> What you are asked to do:
Every line in the data below that has the word "each" should be returned.

═══ The input ═══

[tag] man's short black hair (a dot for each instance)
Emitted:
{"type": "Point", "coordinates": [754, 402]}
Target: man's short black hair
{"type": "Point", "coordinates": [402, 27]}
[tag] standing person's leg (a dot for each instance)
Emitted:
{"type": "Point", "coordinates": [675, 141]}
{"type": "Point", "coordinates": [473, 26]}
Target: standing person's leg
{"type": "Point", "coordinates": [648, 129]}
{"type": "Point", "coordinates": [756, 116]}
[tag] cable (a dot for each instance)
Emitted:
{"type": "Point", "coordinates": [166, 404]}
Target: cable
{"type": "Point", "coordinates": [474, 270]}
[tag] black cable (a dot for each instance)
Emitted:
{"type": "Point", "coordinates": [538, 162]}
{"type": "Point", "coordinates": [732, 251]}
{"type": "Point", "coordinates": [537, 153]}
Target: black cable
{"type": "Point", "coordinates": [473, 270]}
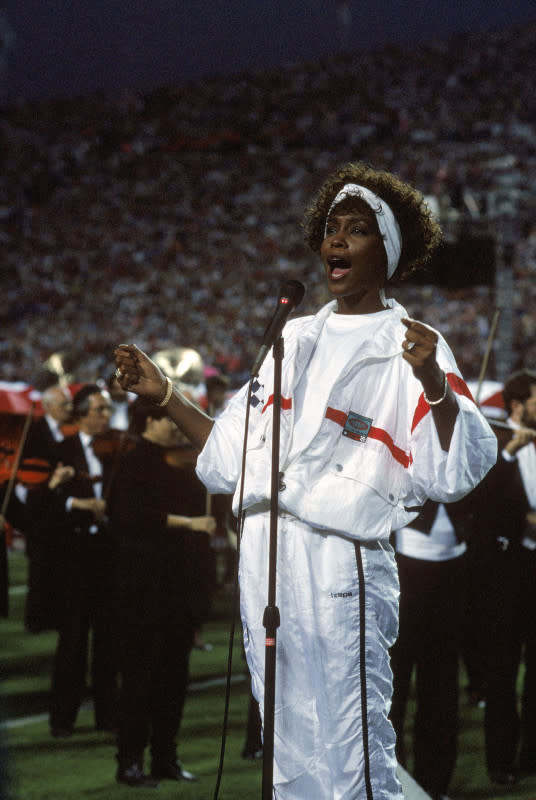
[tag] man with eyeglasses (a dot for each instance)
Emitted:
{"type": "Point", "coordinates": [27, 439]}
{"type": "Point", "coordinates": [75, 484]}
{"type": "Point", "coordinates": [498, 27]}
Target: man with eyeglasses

═══
═══ The input ═══

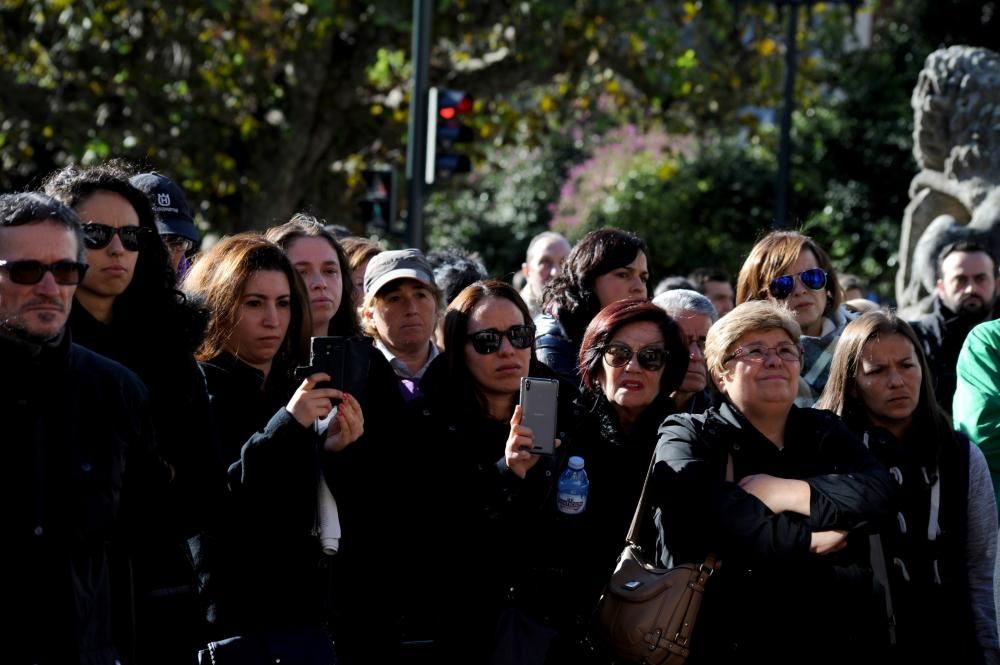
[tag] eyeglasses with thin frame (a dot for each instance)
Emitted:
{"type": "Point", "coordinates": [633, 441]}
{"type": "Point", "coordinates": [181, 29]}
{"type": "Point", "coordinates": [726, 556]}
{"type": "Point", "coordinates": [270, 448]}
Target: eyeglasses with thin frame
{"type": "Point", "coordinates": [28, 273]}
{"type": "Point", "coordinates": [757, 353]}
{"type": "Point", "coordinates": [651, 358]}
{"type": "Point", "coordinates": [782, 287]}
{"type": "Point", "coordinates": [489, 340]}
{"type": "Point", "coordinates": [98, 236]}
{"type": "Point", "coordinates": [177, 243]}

═══

> The answer:
[tag] man's short black hair (a dot for each instance)
[tag] standing person's leg (a dot for each instance)
[tag] cable (a dot for each instance)
[tag] black cable (a dot for each instance)
[tag] man with eyeglasses (a dot for each instance)
[tag] eyeglasses with thin frame (a dot for each instance)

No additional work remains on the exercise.